▶ **THE REQUEST**:
Reproduce the data word for word, from its first line through the line containing "point(166, 374)", including both ends. Leave the pictures out.

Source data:
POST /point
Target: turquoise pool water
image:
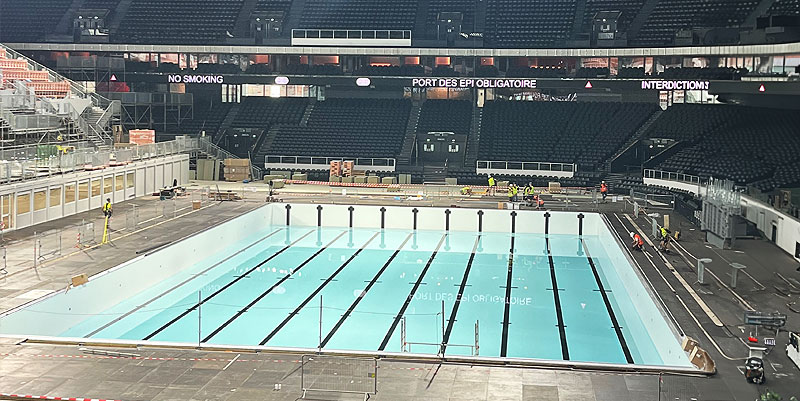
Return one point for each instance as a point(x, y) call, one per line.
point(555, 297)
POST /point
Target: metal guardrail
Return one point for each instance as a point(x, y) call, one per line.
point(531, 166)
point(351, 34)
point(670, 176)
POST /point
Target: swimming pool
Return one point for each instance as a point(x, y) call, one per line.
point(385, 280)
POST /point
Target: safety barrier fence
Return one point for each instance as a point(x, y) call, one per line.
point(41, 161)
point(41, 247)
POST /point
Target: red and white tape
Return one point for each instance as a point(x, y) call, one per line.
point(46, 397)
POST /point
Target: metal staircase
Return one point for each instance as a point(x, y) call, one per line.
point(473, 141)
point(633, 140)
point(404, 158)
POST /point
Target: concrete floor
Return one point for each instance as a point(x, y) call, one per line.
point(166, 374)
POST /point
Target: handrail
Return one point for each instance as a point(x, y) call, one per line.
point(325, 160)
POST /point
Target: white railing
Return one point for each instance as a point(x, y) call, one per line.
point(323, 163)
point(551, 169)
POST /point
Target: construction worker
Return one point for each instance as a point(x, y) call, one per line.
point(637, 241)
point(665, 239)
point(603, 190)
point(107, 210)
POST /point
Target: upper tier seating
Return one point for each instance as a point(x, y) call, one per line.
point(263, 112)
point(445, 116)
point(629, 9)
point(671, 15)
point(785, 7)
point(273, 5)
point(207, 117)
point(566, 132)
point(465, 7)
point(347, 128)
point(746, 145)
point(29, 20)
point(359, 14)
point(528, 23)
point(179, 21)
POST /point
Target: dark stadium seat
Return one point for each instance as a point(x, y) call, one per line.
point(178, 21)
point(670, 16)
point(628, 8)
point(206, 118)
point(744, 144)
point(785, 7)
point(29, 21)
point(585, 133)
point(347, 128)
point(528, 23)
point(359, 14)
point(446, 116)
point(263, 112)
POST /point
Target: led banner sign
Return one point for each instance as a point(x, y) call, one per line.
point(675, 85)
point(473, 83)
point(195, 79)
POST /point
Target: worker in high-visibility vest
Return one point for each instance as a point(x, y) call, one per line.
point(638, 242)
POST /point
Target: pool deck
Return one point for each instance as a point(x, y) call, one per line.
point(167, 374)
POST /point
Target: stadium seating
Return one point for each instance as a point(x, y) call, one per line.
point(263, 112)
point(207, 118)
point(178, 21)
point(445, 115)
point(465, 7)
point(359, 14)
point(785, 7)
point(670, 16)
point(744, 144)
point(566, 132)
point(528, 23)
point(628, 8)
point(29, 21)
point(347, 128)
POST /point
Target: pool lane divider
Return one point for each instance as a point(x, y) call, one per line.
point(507, 299)
point(461, 287)
point(226, 286)
point(272, 287)
point(614, 322)
point(138, 307)
point(557, 299)
point(364, 292)
point(411, 295)
point(317, 291)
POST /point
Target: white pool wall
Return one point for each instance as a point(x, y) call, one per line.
point(130, 278)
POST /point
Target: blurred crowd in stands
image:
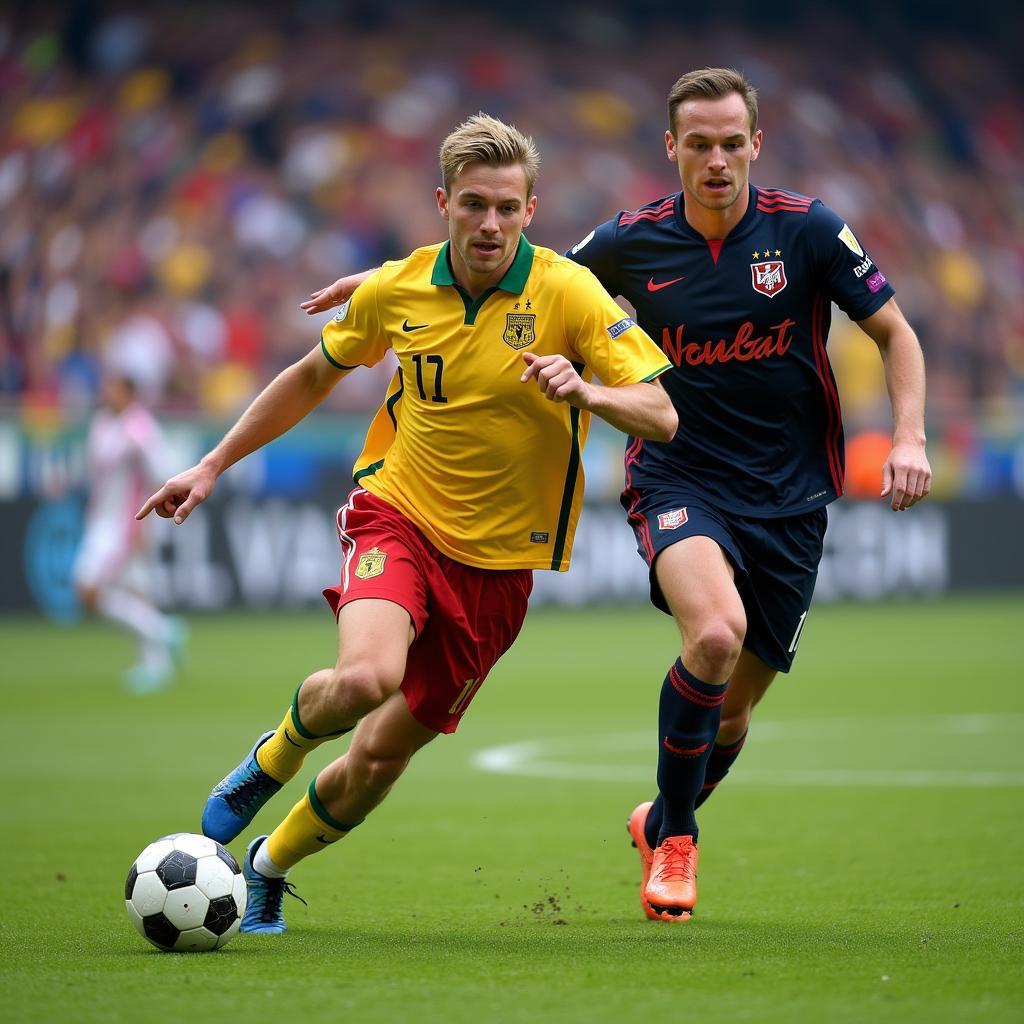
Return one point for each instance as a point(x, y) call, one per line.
point(175, 178)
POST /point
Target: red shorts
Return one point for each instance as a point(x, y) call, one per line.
point(465, 617)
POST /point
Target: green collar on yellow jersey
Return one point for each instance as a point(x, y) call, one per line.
point(513, 282)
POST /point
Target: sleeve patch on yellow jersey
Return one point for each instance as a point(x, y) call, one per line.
point(519, 331)
point(622, 327)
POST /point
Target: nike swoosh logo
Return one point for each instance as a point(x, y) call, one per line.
point(651, 287)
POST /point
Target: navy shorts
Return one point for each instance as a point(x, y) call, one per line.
point(775, 560)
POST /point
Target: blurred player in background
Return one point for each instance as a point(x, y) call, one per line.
point(469, 480)
point(125, 458)
point(736, 282)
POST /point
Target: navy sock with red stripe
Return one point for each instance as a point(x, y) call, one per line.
point(688, 718)
point(722, 757)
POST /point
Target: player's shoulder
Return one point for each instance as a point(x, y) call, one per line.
point(783, 203)
point(657, 213)
point(419, 261)
point(554, 266)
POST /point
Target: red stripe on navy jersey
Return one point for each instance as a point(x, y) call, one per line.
point(781, 201)
point(633, 497)
point(782, 194)
point(781, 209)
point(646, 215)
point(664, 209)
point(832, 397)
point(778, 204)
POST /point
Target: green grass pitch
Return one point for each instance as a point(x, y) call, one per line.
point(864, 862)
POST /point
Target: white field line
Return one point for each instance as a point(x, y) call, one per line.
point(571, 759)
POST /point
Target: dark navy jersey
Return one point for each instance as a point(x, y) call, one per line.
point(744, 323)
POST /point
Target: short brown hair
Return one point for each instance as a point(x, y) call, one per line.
point(483, 139)
point(712, 83)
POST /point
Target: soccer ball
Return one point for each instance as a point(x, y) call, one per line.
point(185, 892)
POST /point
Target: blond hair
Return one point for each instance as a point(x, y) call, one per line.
point(483, 139)
point(712, 83)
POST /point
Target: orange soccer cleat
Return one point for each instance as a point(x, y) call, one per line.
point(636, 825)
point(671, 891)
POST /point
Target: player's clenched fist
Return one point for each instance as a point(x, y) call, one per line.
point(180, 495)
point(557, 378)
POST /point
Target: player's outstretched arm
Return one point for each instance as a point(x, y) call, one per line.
point(287, 399)
point(906, 475)
point(335, 294)
point(642, 410)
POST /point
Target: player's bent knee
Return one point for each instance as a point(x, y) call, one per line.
point(381, 770)
point(363, 685)
point(717, 644)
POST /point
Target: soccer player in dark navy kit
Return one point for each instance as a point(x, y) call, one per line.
point(736, 283)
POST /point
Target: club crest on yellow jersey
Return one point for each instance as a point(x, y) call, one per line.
point(519, 330)
point(371, 564)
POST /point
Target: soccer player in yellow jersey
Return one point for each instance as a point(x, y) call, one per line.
point(470, 479)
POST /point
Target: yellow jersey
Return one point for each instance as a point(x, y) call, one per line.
point(484, 465)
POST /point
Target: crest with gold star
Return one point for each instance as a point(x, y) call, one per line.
point(519, 330)
point(371, 564)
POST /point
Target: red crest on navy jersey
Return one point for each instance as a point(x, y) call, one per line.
point(672, 520)
point(768, 276)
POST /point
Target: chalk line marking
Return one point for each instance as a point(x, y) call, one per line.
point(565, 759)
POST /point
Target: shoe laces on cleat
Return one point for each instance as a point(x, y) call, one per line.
point(676, 862)
point(267, 897)
point(250, 795)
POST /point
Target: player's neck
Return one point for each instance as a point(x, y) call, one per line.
point(474, 285)
point(715, 224)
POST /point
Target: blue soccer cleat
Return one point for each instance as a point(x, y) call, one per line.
point(237, 798)
point(263, 913)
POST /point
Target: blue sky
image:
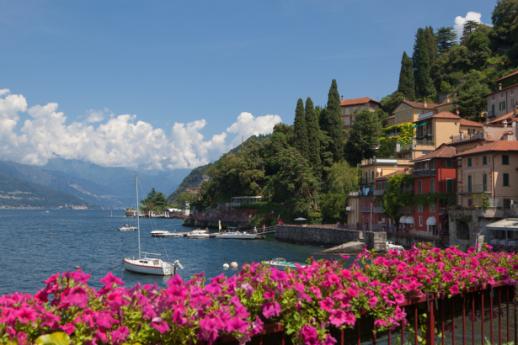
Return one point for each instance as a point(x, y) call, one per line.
point(179, 61)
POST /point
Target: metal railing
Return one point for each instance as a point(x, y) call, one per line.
point(486, 316)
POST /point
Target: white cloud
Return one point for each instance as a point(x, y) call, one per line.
point(460, 21)
point(34, 134)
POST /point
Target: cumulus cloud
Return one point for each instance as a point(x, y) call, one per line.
point(460, 21)
point(34, 134)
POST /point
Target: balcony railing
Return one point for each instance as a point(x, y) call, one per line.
point(467, 137)
point(486, 316)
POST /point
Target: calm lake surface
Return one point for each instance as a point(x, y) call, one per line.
point(35, 244)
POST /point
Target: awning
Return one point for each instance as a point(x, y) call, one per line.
point(431, 221)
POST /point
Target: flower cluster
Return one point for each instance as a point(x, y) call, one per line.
point(307, 301)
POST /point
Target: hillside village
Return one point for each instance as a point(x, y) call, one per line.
point(464, 173)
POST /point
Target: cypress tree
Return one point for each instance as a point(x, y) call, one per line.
point(313, 136)
point(331, 122)
point(424, 87)
point(406, 78)
point(300, 130)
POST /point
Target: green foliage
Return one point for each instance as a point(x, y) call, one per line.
point(505, 30)
point(406, 78)
point(396, 196)
point(423, 58)
point(390, 102)
point(56, 338)
point(364, 138)
point(300, 130)
point(313, 136)
point(341, 180)
point(154, 202)
point(331, 123)
point(446, 38)
point(402, 133)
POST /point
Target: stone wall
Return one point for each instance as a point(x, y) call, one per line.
point(328, 236)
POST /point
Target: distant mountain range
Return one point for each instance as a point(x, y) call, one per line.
point(70, 182)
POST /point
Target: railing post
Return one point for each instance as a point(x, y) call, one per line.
point(430, 329)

▶ **EXERCISE ANSWER**:
POST /point
Target: turquoise pool water
image:
Return one point for each instance as a point(x, y) call, one per line.
point(555, 297)
POST /point
Target: metal guardrail
Return one point for each instance as a point(x, y) call, one per line.
point(531, 166)
point(351, 34)
point(670, 176)
POST /point
Target: swimming pool
Return one point for each instance as a point(x, y) call, one per line.
point(385, 280)
POST /point
Target: safety barrier fence
Return one point for each instance as a point(x, y) call, one per line.
point(41, 161)
point(41, 247)
POST /point
Target: red and white tape
Return one point for each instance as a point(x, y) call, one per line.
point(46, 397)
POST /point
Target: metal staircase
Return one point for each instance as a point(x, y) call, one per line.
point(473, 141)
point(633, 140)
point(404, 158)
POST /point
Target: concrete floor
Return one point for each instance as a point(x, y) call, one per line.
point(166, 374)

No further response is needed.